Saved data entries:

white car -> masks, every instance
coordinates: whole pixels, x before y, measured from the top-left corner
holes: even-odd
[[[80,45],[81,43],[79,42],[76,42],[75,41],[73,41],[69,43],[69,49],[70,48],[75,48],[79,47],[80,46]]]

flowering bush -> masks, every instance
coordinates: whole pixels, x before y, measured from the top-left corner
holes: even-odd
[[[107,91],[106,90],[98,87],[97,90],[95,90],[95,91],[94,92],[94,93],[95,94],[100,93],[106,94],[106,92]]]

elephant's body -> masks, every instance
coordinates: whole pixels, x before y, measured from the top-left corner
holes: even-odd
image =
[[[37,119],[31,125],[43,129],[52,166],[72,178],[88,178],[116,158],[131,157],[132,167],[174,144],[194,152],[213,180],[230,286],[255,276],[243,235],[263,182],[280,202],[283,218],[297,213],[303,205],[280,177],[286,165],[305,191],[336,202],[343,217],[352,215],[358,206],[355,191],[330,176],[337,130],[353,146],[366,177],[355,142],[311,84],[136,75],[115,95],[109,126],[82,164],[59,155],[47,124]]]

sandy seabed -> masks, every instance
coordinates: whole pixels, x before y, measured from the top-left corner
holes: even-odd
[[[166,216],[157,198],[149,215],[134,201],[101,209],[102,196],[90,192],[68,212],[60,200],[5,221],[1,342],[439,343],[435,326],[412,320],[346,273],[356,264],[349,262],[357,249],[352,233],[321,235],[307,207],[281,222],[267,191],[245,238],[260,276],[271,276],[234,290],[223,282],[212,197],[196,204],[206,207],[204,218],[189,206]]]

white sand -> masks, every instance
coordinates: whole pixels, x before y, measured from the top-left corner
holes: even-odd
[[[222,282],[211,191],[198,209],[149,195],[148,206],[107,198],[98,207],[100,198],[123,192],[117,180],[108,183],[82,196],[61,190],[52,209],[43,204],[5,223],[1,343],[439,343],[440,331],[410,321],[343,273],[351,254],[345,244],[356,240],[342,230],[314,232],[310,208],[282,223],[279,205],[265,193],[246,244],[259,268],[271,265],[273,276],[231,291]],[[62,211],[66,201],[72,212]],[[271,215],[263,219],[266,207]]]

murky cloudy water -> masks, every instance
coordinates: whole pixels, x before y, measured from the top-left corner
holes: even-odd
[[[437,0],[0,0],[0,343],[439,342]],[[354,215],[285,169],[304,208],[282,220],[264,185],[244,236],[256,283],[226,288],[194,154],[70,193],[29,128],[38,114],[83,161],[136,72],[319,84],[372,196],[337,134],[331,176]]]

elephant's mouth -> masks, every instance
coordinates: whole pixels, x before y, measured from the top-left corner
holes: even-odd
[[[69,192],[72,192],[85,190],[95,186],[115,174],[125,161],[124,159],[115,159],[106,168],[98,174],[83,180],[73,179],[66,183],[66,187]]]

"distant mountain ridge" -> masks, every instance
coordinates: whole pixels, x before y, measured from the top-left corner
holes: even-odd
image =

> _Problem to work on_: Print the material once more, exactly.

> _Result below_:
white car -> masks, every instance
coordinates: whole pixels, x before y, measured from the top-left corner
holes: even-odd
[[[80,45],[81,43],[79,42],[76,42],[75,41],[73,41],[69,43],[69,49],[70,48],[75,48],[79,47],[80,46]]]

flowering bush -> masks, every instance
coordinates: whole pixels, x before y, measured from the top-left corner
holes: even-odd
[[[107,91],[106,90],[98,87],[97,90],[95,90],[95,91],[94,92],[94,93],[95,94],[100,93],[106,94],[106,92]]]

elephant's body -> masks, every instance
coordinates: whole pixels, x before y, measured from the top-left corner
holes: even-odd
image =
[[[37,119],[31,125],[43,129],[52,166],[72,178],[88,178],[116,158],[131,157],[132,167],[174,144],[194,152],[213,180],[230,286],[255,276],[243,235],[263,182],[280,202],[283,218],[297,213],[303,205],[280,177],[286,165],[305,191],[336,202],[343,217],[352,215],[358,206],[355,191],[330,176],[337,130],[353,146],[366,177],[355,142],[311,84],[136,75],[115,95],[109,126],[82,164],[59,155],[47,124]]]

sandy seabed -> masks, every instance
coordinates: whole pixels, x before y, measured from the top-left corner
holes: even-odd
[[[166,216],[157,198],[149,215],[134,201],[101,209],[102,196],[90,192],[68,212],[60,200],[5,221],[1,342],[439,343],[435,326],[412,320],[346,273],[356,264],[349,262],[357,249],[352,233],[321,235],[307,207],[281,222],[267,191],[245,238],[260,276],[271,276],[234,290],[223,282],[212,197],[196,204],[206,207],[204,218],[189,206]]]

white sand -> masks, every instance
coordinates: whole pixels, x before y, measured from the top-left corner
holes: even-odd
[[[222,282],[211,191],[198,209],[149,195],[148,206],[107,198],[98,207],[100,198],[123,192],[117,180],[108,183],[82,196],[61,190],[52,209],[43,204],[5,223],[1,343],[439,343],[440,331],[410,321],[343,273],[351,254],[345,244],[356,240],[342,230],[314,232],[310,208],[282,223],[279,205],[265,193],[246,244],[259,268],[271,265],[273,276],[231,291]],[[62,211],[66,201],[72,212]],[[271,215],[263,219],[266,207]]]

murky cloudy water -> masks, every instance
coordinates: whole pixels, x before y, measured from the top-left corner
holes: even-odd
[[[437,0],[0,0],[0,343],[439,342]],[[354,215],[285,169],[304,208],[282,220],[264,185],[244,236],[256,283],[226,288],[194,154],[70,193],[29,128],[38,114],[83,161],[136,72],[319,84],[372,196],[337,134],[331,176]]]

elephant's mouth -> masks, every instance
coordinates: whole pixels, x before y, measured from the top-left corner
holes: even-odd
[[[69,192],[72,192],[85,190],[95,186],[115,174],[125,161],[124,159],[115,159],[106,168],[98,174],[83,180],[73,179],[66,183],[66,187]]]

"distant mountain ridge" -> masks, every instance
coordinates: whole pixels, x before y, measured from the top-left corner
holes: even-odd
image =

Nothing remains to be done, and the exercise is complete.